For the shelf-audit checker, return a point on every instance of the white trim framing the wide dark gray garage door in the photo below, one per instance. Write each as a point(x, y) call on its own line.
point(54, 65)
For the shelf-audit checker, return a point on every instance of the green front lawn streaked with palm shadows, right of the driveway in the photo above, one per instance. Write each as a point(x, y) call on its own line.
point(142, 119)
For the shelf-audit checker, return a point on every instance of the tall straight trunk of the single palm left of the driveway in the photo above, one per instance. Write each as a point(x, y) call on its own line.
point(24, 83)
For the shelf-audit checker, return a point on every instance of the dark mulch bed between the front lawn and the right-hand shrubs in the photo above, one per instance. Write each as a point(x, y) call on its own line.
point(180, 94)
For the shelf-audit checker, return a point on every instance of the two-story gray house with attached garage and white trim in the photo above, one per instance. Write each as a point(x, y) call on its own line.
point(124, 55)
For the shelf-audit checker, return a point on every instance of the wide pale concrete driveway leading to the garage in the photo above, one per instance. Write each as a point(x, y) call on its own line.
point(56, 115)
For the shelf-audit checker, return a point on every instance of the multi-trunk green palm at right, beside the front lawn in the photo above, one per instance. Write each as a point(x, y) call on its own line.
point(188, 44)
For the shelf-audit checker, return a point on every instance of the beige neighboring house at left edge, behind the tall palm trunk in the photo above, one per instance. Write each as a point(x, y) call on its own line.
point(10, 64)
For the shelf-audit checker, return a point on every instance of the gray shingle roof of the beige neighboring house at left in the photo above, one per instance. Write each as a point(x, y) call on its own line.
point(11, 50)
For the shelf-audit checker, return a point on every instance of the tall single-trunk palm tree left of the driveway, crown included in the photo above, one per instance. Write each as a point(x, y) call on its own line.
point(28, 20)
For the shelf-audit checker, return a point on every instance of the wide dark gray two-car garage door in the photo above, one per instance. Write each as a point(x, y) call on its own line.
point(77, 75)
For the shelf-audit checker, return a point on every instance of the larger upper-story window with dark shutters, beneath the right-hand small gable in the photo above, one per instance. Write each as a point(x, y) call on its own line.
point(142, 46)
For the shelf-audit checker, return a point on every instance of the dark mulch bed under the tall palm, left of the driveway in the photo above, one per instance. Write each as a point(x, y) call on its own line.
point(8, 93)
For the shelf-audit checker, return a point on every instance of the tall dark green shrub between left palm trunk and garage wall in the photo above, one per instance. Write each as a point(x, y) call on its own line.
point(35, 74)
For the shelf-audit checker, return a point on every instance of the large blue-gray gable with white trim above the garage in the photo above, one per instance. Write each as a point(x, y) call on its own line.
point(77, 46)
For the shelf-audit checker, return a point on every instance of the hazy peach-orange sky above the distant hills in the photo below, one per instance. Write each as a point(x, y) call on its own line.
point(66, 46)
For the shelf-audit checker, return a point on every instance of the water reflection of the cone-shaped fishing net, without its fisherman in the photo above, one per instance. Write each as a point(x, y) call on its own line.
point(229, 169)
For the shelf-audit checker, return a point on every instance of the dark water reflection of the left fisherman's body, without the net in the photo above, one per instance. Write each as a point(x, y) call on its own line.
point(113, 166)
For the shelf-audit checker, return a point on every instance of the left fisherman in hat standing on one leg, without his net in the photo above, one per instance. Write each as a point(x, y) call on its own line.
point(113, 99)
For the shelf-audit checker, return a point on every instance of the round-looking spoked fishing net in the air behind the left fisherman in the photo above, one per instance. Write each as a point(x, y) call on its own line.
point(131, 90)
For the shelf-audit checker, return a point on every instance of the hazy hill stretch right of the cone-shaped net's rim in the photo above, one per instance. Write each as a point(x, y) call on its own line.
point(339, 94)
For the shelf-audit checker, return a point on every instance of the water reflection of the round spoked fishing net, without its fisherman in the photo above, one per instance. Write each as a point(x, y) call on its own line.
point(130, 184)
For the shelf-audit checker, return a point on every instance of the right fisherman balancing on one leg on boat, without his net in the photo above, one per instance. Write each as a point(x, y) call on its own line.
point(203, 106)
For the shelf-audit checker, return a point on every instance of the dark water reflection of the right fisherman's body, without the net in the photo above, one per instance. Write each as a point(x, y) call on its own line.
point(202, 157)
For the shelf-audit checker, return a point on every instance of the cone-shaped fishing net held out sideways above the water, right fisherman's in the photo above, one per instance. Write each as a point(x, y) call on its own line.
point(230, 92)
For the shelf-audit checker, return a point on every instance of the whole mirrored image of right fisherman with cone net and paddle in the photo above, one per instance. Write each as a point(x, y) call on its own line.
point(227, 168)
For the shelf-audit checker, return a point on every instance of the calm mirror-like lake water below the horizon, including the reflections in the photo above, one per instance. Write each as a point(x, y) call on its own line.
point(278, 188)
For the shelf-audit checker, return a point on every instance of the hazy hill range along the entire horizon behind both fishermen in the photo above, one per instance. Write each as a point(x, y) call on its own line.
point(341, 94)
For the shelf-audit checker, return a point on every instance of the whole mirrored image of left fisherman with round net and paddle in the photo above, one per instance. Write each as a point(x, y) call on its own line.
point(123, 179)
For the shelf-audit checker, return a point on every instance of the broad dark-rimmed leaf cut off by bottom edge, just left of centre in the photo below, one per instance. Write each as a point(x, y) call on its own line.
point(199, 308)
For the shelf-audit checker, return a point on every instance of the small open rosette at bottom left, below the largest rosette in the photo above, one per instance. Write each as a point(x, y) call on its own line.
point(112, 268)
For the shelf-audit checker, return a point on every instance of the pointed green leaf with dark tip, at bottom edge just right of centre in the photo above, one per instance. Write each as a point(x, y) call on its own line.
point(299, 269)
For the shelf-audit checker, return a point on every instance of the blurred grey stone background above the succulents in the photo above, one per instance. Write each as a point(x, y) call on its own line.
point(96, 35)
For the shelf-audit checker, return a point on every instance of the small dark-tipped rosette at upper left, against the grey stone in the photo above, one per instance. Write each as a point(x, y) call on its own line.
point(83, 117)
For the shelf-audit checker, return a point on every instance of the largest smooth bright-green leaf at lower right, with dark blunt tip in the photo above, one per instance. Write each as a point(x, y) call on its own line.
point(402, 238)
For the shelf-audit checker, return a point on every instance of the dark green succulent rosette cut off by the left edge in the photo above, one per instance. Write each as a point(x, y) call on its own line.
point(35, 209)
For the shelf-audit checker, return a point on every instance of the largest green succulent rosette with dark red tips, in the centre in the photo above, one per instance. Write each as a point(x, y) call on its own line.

------------------------------------

_What needs to be done:_
Without any change, reproduce the listing above in full.

_Response box:_
For the shelf-audit checker, return a point on every instance of the white trim framing the wide dark gray garage door in the photo below, one per instance. Write each as a point(x, y) call on its own line.
point(54, 65)
For the shelf-audit checker, return a point on every instance of the green front lawn streaked with palm shadows, right of the driveway in the photo above, one per instance. Write each as a point(x, y) call on its own line.
point(142, 119)
For the shelf-audit checker, return a point on every instance of the tall straight trunk of the single palm left of the driveway in the photo above, one per instance. Write each as a point(x, y) call on its own line.
point(24, 83)
For the shelf-audit checker, return a point on every instance of the dark mulch bed between the front lawn and the right-hand shrubs in the photo above, one per instance. Write each as a point(x, y) call on its own line.
point(180, 94)
For the shelf-audit checker, return a point on every instance of the two-story gray house with attached garage and white trim in the photo above, one per instance. Write each as a point(x, y) call on its own line.
point(124, 55)
For the shelf-audit checker, return a point on every instance of the wide pale concrete driveway leading to the garage in the photo above, one per instance. Write each as a point(x, y) call on its own line.
point(56, 115)
For the shelf-audit checker, return a point on every instance of the multi-trunk green palm at right, beside the front lawn in the photo above, one per instance. Write each as a point(x, y) call on its own line.
point(188, 44)
For the shelf-audit checker, return a point on every instance of the beige neighboring house at left edge, behind the tall palm trunk in the photo above, one per instance. Write each as a point(x, y) call on its own line.
point(10, 64)
For the shelf-audit checker, return a point on every instance of the gray shingle roof of the beige neighboring house at left in the photo above, one per instance. Write each as a point(x, y) call on its own line.
point(11, 50)
For the shelf-audit checker, return a point on every instance of the tall single-trunk palm tree left of the driveway, crown included in the photo above, one per instance. Write each as a point(x, y) call on its own line.
point(28, 20)
For the shelf-audit checker, return a point on every instance of the wide dark gray two-car garage door in the photo above, one per instance. Write each as a point(x, y) call on its own line.
point(77, 75)
For the shelf-audit checker, return a point on every instance of the larger upper-story window with dark shutters, beneath the right-hand small gable in the photo above, one per instance. Write each as a point(x, y) call on its own line.
point(142, 46)
For the shelf-audit checker, return a point on every instance of the dark mulch bed under the tall palm, left of the driveway in the photo above, one per instance. Write each as a point(x, y) call on its own line.
point(8, 93)
For the shelf-audit checker, return a point on every instance of the tall dark green shrub between left palm trunk and garage wall in the photo above, one per instance. Write each as a point(x, y) call on its own line.
point(35, 74)
For the shelf-audit checker, return a point on every instance of the large blue-gray gable with white trim above the garage in the photo above, one per instance. Write each as a point(x, y) call on its own line.
point(77, 46)
For the shelf-audit checker, return a point on every instance of the hazy peach-orange sky above the distant hills in the photo below, one per instance. Write each as a point(x, y) call on its own line.
point(66, 46)
For the shelf-audit checker, return a point on every instance of the water reflection of the cone-shaped fishing net, without its fisherman in the photo above, one per instance. Write each as a point(x, y) call on its own line.
point(229, 169)
For the shelf-audit checker, return a point on every instance of the dark water reflection of the left fisherman's body, without the net in the photo above, one per instance. Write each as a point(x, y) call on its own line.
point(113, 166)
For the shelf-audit checker, return a point on every instance of the left fisherman in hat standing on one leg, without his net in the photo above, one per instance. Write each as a point(x, y) call on its own line.
point(113, 99)
For the shelf-audit checker, return a point on every instance of the round-looking spoked fishing net in the air behind the left fisherman in the photo above, one per instance. Write each as a point(x, y) call on its own line.
point(131, 90)
For the shelf-audit checker, return a point on every instance of the hazy hill stretch right of the cone-shaped net's rim in the photo above, one per instance. Write each as a point(x, y) call on its own line.
point(339, 94)
For the shelf-audit checker, return a point on every instance of the water reflection of the round spoked fishing net, without its fisherman in the photo above, one per instance. Write each as a point(x, y) call on its own line.
point(130, 184)
For the shelf-audit checker, return a point on every instance of the right fisherman balancing on one leg on boat, without his net in the photo above, one per instance. Write each as a point(x, y) call on its own line.
point(203, 106)
For the shelf-audit checker, return a point on every instance of the dark water reflection of the right fisherman's body, without the net in the photo above, one per instance. Write each as a point(x, y) call on its own line.
point(202, 157)
For the shelf-audit checker, return a point on every instance of the cone-shaped fishing net held out sideways above the water, right fisherman's in the photo above, one per instance. Write each as a point(x, y) call on its own line.
point(230, 92)
For the shelf-audit checker, return a point on every instance of the whole mirrored image of right fisherman with cone net and paddle in the photo above, one per instance. Write each as a point(x, y) call on its own line.
point(227, 168)
For the shelf-audit checker, return a point on every instance of the calm mirror-like lake water below the horizon, including the reflections in the photo above, one per instance. Write each as a point(x, y) call on its own line.
point(278, 188)
For the shelf-audit checker, return a point on every instance of the hazy hill range along the entire horizon behind both fishermen in the photo above, one per instance. Write each as a point(x, y) call on its own line.
point(341, 94)
For the shelf-audit checker, return a point on every instance of the whole mirrored image of left fisherman with round net and paddle in the photo above, one per instance. Write each as a point(x, y) call on its own line.
point(123, 179)
For the shelf-audit checker, return a point on every instance of the broad dark-rimmed leaf cut off by bottom edge, just left of centre in the photo below, one per instance. Write each as a point(x, y) call on its own line.
point(199, 308)
For the shelf-audit checker, return a point on every instance of the small open rosette at bottom left, below the largest rosette in the photo above, one per instance. Write each as a point(x, y) call on its own line.
point(112, 268)
For the shelf-audit checker, return a point on every instance of the pointed green leaf with dark tip, at bottom edge just right of centre in the photo above, one per instance. Write each as a point(x, y) call on its own line.
point(299, 269)
For the shelf-audit checker, return a point on every instance of the blurred grey stone background above the succulents in the photo above, one per instance. Write each as a point(x, y) call on its own line.
point(96, 35)
For the shelf-audit checker, return a point on every instance of the small dark-tipped rosette at upper left, against the grey stone in the photo above, one per instance. Write each as a point(x, y) call on its own line.
point(83, 117)
For the shelf-audit checker, return a point on every instance of the largest smooth bright-green leaf at lower right, with dark blunt tip in the photo above, one per instance. Write each as a point(x, y) call on its own line.
point(402, 238)
For the shelf-audit checker, return a point on every instance of the dark green succulent rosette cut off by the left edge in the photo above, one per instance. Write each as a point(x, y) call on its own line.
point(35, 209)
For the shelf-audit checker, return a point on every instance of the largest green succulent rosette with dark red tips, in the centre in the photo above, one per instance. Write each as a point(x, y) call on its own line.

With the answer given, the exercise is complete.